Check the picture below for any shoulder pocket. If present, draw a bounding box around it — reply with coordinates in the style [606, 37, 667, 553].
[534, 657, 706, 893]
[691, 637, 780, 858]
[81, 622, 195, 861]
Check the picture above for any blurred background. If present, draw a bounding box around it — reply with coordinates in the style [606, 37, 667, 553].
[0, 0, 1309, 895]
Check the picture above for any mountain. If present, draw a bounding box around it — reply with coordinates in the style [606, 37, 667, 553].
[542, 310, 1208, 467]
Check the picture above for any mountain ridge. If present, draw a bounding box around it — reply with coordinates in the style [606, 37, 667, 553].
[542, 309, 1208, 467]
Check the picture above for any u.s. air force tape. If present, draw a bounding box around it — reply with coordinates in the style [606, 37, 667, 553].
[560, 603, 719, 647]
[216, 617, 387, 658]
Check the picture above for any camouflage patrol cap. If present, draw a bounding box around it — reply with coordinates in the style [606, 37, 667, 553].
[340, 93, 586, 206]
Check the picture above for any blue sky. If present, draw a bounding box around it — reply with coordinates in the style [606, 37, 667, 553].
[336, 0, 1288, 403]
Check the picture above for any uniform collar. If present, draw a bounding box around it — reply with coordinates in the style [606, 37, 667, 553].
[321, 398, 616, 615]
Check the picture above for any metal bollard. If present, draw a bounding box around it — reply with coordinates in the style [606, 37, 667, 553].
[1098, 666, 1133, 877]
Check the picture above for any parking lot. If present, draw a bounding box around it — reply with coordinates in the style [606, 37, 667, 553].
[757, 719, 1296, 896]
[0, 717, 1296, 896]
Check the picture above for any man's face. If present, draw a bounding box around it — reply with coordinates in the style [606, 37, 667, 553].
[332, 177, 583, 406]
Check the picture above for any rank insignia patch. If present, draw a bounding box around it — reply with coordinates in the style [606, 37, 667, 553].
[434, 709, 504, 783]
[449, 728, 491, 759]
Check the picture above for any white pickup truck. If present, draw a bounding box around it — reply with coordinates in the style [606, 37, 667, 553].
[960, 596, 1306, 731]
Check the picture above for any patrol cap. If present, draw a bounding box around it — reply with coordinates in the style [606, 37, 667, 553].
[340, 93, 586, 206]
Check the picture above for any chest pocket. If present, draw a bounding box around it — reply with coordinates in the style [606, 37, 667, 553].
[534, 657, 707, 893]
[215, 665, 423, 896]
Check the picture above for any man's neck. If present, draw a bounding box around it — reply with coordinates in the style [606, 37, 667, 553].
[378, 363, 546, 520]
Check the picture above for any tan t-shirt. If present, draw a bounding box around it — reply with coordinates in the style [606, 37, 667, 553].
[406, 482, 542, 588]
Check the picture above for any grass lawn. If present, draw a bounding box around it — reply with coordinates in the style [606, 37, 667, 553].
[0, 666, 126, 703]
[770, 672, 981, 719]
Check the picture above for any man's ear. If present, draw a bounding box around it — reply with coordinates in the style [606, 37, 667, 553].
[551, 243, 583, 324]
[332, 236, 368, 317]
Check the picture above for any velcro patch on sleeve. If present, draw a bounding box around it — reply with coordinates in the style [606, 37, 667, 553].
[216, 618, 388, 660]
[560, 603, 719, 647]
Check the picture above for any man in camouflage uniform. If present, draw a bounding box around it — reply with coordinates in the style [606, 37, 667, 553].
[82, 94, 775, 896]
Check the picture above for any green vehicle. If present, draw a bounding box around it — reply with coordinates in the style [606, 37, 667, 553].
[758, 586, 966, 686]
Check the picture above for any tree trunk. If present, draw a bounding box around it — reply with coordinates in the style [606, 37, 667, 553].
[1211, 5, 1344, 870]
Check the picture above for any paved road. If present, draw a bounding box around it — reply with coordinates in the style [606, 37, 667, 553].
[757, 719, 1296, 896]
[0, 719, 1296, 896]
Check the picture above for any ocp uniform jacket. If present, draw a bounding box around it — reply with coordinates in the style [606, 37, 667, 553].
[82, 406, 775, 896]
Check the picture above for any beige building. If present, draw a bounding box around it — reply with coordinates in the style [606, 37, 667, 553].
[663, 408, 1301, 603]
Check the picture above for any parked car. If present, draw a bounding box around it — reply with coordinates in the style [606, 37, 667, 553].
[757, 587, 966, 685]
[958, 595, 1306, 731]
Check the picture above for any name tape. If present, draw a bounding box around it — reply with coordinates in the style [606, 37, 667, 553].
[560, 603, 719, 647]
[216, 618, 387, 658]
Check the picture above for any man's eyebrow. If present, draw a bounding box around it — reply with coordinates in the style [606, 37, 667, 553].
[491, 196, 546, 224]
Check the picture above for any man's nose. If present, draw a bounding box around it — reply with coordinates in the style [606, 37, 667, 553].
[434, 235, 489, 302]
==============================
### Given problem
Lay out all of the lines above as a two-column CSV with the headers instruction and response, one row per instruction. Put the instruction's text and every coordinate set that answers it in one quoted field each, with line breaks replaced by spaces.

### Result of the task
instruction,response
"Check the picture below for any shoulder pocket. If present, draw a bounding box around it — reply with coordinates in the style [606, 37, 667, 553].","[534, 657, 706, 893] [691, 637, 780, 858] [81, 622, 195, 861]"
"Check the picture above for any blurred background. If present, draw a bounding box around it — reply with coordinates in the style [606, 37, 667, 553].","[0, 0, 1309, 895]"
"Check the picture above for any mountain. If present, draw a bounding box around it — reply with coordinates in the style [606, 37, 667, 553].","[542, 310, 1208, 467]"
"Check the picture above for any mountain ridge. If present, draw a bounding box around it — reply with coordinates in the style [606, 37, 667, 553].","[542, 309, 1208, 467]"
"Check the picture above for any u.s. air force tape. If present, draw a bounding box around it — reply with coordinates in the style [606, 37, 667, 553].","[560, 603, 719, 647] [216, 617, 387, 658]"
"Check the picture above for any camouflage patrol cap. If present, draw a bounding box around it — reply with coordinates in the style [606, 37, 667, 553].","[340, 93, 586, 206]"
"Check the picture above for any blue sky. If present, draw a bounding box around it — reply with coordinates in the style [606, 37, 667, 553].","[336, 0, 1288, 403]"
"Check the picture above for any uniform collar. If present, draw a bounding box around it — reply with coordinates in the style [606, 37, 667, 553].","[321, 398, 616, 615]"
"Check the picture above for any metal bollard. If present, draw a bounding box around it — reply with coordinates in the style [606, 37, 667, 553].","[1098, 666, 1133, 877]"
"Check the picture above for any parking lot. If present, draw a bounding box around it — reply with coordinates in the style [606, 37, 667, 553].","[757, 719, 1296, 896] [0, 717, 1296, 896]"
"Check the picture above for any man's face. If present, draw a bounding box around it — reply with coordinates in the style [606, 37, 667, 553].","[332, 177, 583, 406]"
"Check the picture above for any rank insignia patch. If present, draw a bounding box around it — reply with coordinates in the style [606, 37, 667, 553].","[434, 709, 504, 783] [449, 728, 491, 759]"
"Check the picture above for any white pickup truck. If present, draw a bounding box around it — reply with coordinates in the style [606, 37, 667, 553].","[960, 596, 1306, 731]"
"Check the picture above for any patrol cap. If present, draw a bounding box around it — reply with coordinates in the style [606, 37, 667, 553].","[340, 93, 586, 206]"
"Check the picture above for any chest pocket. If present, draw a bounding box around it — reply with coordinates in the style [606, 37, 667, 553].","[534, 657, 707, 893] [215, 665, 423, 896]"
"Check the picture above for any man's neck. If present, draw a bounding box around it — reply with coordinates in the style [606, 37, 667, 553].","[378, 363, 546, 520]"
"Check the picture above for any tan t-shirt. If present, draw a bounding box around it — reply with coordinates in the style [606, 37, 667, 553].","[406, 482, 542, 588]"
"Check the picture above for any grass lawn. If present, draw a bounding box around it — reply with coordinates in the style [606, 37, 667, 553].","[0, 666, 126, 703] [770, 672, 981, 719]"
"Check the picture above for any man's ear. If present, draw a bounding box around it — reply with coordinates in the style [606, 37, 667, 553].","[551, 243, 583, 324] [332, 236, 368, 317]"
"Check the picture above for any velcro patch on sleeve. If present, draw a bounding box around it — reply with coordinates in the style [606, 37, 667, 553].","[216, 618, 388, 660] [560, 603, 719, 647]"
"Check the picture above for any man in camouflage uniform. If present, draw a bounding box around it — reply with coordinates in the style [606, 37, 667, 553].","[82, 94, 775, 896]"
"Check the picture above for any green vehicle. If present, draw a bounding box around it — reply with coordinates in the style [606, 37, 667, 553].","[758, 586, 966, 686]"
"Check the picture above for any tree trunk. If present, draw a bounding box around it — reply with coordinates in the style [606, 37, 667, 553].","[1211, 5, 1344, 870]"
"Check the picture above for any paved road. If present, draw a bounding box around it — reply with coordinates in the style [606, 37, 667, 553].","[757, 719, 1296, 896] [0, 719, 1296, 896]"
"Check the picture above for any ocp uniform jacket. If present, draw a bounding box around it — reply with coordinates in the style [606, 37, 667, 553].","[82, 406, 775, 896]"
"Check the picture above for any beige building. If present, draw a bounding box around it — reply with coordinates in the style [606, 37, 667, 553].","[663, 408, 1301, 603]"
"Check the picture above for any parked car. If present, draw a bounding box around it — reply with coordinates in the style [606, 37, 667, 553].","[757, 587, 966, 685] [958, 595, 1306, 731]"
"Check the picture above for any name tape. If present, draw a bounding box around it — reply with coordinates in the style [606, 37, 667, 553].","[560, 603, 719, 647] [216, 618, 387, 658]"
"Check the picture above for any man's eyebrow. If present, draw a bounding box around it — reply with coordinates in the style [606, 37, 667, 553].","[491, 196, 546, 224]"
"Check the picture above for any man's nose. If present, draw a bounding box around it — reply with coordinates in the style [606, 37, 667, 553].","[434, 235, 489, 302]"